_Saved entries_
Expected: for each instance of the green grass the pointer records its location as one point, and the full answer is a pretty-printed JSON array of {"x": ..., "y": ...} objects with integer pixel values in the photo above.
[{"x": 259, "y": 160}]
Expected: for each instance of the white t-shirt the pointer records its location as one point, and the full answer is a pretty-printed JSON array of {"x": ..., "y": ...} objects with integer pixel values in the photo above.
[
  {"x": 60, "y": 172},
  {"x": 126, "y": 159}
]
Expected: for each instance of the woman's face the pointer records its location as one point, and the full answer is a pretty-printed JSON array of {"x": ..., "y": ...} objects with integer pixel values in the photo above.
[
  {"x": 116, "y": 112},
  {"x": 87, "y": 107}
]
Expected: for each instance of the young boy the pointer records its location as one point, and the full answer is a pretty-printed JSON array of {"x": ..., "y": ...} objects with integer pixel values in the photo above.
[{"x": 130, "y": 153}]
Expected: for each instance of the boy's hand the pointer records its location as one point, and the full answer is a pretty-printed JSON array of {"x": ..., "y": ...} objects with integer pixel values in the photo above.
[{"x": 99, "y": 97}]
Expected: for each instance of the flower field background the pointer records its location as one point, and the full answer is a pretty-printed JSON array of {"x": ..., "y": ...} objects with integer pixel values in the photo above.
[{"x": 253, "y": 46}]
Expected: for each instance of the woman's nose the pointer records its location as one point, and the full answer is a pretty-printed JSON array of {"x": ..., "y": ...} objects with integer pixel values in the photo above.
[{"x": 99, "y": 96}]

_Required work_
Retype exactly, please, only the lines of the entries that run from the one containing "Expected: for each instance of the boy's" to the last.

_Result of this exercise_
Expected: for each instance of the boy's hand the pointer records its location as one point, and the full answer is a pretty-printed JSON array of {"x": ..., "y": ...} objects with integer pixel values in the photo above.
[{"x": 99, "y": 97}]
Expected: for each instance of the flower field background the pointer records its location as one point, and the full answer is a pretty-printed JSON array of {"x": ..., "y": ...} objects with integer pixel values in the photo above.
[{"x": 253, "y": 46}]
Expected: for each instance of the woman's nose the pointer records its location as one point, and the full answer is a pretty-printed JSON array of {"x": ..., "y": ...} objects with integer pixel values in the photo above.
[{"x": 99, "y": 96}]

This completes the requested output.